What to produce |
Could you please repeat all of the entries exactly as written?

(Source records)
┌──
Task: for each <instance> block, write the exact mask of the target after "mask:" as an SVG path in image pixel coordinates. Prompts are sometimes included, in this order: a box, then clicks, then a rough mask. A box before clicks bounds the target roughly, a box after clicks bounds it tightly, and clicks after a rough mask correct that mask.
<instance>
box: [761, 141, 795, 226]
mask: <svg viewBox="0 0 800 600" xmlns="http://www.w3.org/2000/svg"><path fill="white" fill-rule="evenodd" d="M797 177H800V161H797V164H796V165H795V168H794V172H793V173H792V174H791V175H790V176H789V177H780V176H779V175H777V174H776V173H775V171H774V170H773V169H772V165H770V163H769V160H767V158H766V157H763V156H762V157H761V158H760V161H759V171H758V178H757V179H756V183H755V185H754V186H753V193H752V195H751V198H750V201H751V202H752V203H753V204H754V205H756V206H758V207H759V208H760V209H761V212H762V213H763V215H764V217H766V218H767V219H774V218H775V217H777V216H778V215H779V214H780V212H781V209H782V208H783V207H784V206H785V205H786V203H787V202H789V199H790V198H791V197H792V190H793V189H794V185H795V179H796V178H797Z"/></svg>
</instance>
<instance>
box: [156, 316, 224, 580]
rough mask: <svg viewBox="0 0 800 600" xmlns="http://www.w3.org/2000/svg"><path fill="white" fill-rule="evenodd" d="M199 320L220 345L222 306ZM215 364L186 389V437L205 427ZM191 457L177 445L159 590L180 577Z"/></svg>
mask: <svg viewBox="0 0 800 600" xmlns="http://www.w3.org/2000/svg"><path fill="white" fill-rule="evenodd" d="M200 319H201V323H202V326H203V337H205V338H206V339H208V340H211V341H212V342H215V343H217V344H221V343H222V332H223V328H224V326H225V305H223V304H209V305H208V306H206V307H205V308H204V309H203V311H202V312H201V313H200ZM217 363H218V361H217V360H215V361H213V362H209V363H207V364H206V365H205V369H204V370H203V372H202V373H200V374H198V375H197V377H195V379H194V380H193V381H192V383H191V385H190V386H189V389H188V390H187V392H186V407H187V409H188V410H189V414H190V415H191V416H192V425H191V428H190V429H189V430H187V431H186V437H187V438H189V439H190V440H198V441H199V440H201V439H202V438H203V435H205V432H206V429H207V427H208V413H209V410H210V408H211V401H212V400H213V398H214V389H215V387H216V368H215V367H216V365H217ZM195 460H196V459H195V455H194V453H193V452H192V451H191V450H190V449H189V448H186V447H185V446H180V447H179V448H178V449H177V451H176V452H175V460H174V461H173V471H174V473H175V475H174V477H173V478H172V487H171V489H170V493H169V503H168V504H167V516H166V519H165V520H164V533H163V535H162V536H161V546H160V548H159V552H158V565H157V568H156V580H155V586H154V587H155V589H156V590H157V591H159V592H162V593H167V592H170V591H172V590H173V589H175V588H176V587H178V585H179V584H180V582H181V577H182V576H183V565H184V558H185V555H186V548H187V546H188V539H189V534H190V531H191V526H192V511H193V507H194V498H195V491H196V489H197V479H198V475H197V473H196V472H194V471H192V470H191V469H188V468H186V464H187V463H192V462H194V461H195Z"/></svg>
└──
Result for this exercise |
Task: for each <instance> block, write the exact mask of the target after "mask:" as an SVG path in image pixel coordinates. Prompts are sometimes included, in this order: a box, then clicks, then a rough mask. A box before clicks bounds the target roughly, a box after clicks bounds it tightly, and clicks after a rough mask correct that mask.
<instance>
box: [761, 141, 795, 226]
mask: <svg viewBox="0 0 800 600" xmlns="http://www.w3.org/2000/svg"><path fill="white" fill-rule="evenodd" d="M797 177H800V161H797V164H796V165H795V168H794V172H793V173H792V174H791V175H790V176H789V177H780V176H779V175H777V174H776V173H775V171H774V170H773V169H772V165H770V163H769V160H767V158H766V157H763V156H762V157H761V158H760V161H759V171H758V178H757V179H756V183H755V185H754V186H753V193H752V195H751V198H750V201H751V202H752V203H753V204H754V205H756V206H758V207H759V208H760V209H761V212H762V213H763V215H764V217H766V218H767V219H774V218H775V217H777V216H778V215H779V214H780V212H781V209H782V208H783V207H784V206H785V205H786V203H787V202H789V199H790V198H791V197H792V190H793V189H794V185H795V179H796V178H797Z"/></svg>
</instance>
<instance>
box: [156, 316, 224, 580]
rough mask: <svg viewBox="0 0 800 600" xmlns="http://www.w3.org/2000/svg"><path fill="white" fill-rule="evenodd" d="M199 320L220 345L222 306ZM215 364L186 389V437L205 427ZM191 457L177 445L159 590L180 577Z"/></svg>
mask: <svg viewBox="0 0 800 600" xmlns="http://www.w3.org/2000/svg"><path fill="white" fill-rule="evenodd" d="M200 319H201V323H202V326H203V337H205V338H206V339H208V340H211V341H212V342H215V343H217V344H221V343H222V332H223V328H224V326H225V305H223V304H209V305H208V306H206V307H205V308H204V309H203V311H202V312H201V313H200ZM217 363H218V361H217V360H215V361H213V362H209V363H207V364H206V365H205V369H204V370H203V372H202V373H200V374H198V375H197V377H195V379H194V380H193V381H192V383H191V385H190V386H189V389H188V390H187V392H186V407H187V409H188V410H189V414H190V415H191V416H192V425H191V428H190V429H189V430H187V431H186V437H187V438H189V439H190V440H198V441H199V440H201V439H202V438H203V435H205V432H206V429H207V427H208V413H209V410H210V408H211V401H212V400H213V398H214V389H215V387H216V368H215V367H216V365H217ZM195 460H196V459H195V455H194V453H193V452H192V451H191V450H190V449H189V448H186V447H185V446H180V447H179V448H178V449H177V451H176V452H175V460H174V461H173V471H174V473H175V475H174V477H173V478H172V487H171V489H170V493H169V503H168V504H167V516H166V519H165V520H164V533H163V535H162V536H161V546H160V548H159V552H158V565H157V568H156V580H155V586H154V587H155V589H156V590H157V591H159V592H162V593H167V592H170V591H172V590H173V589H175V588H176V587H178V585H179V584H180V582H181V577H182V576H183V565H184V558H185V555H186V548H187V546H188V539H189V534H190V531H191V526H192V511H193V507H194V498H195V491H196V489H197V479H198V475H197V473H196V472H194V471H192V470H191V469H188V468H186V464H187V463H192V462H194V461H195Z"/></svg>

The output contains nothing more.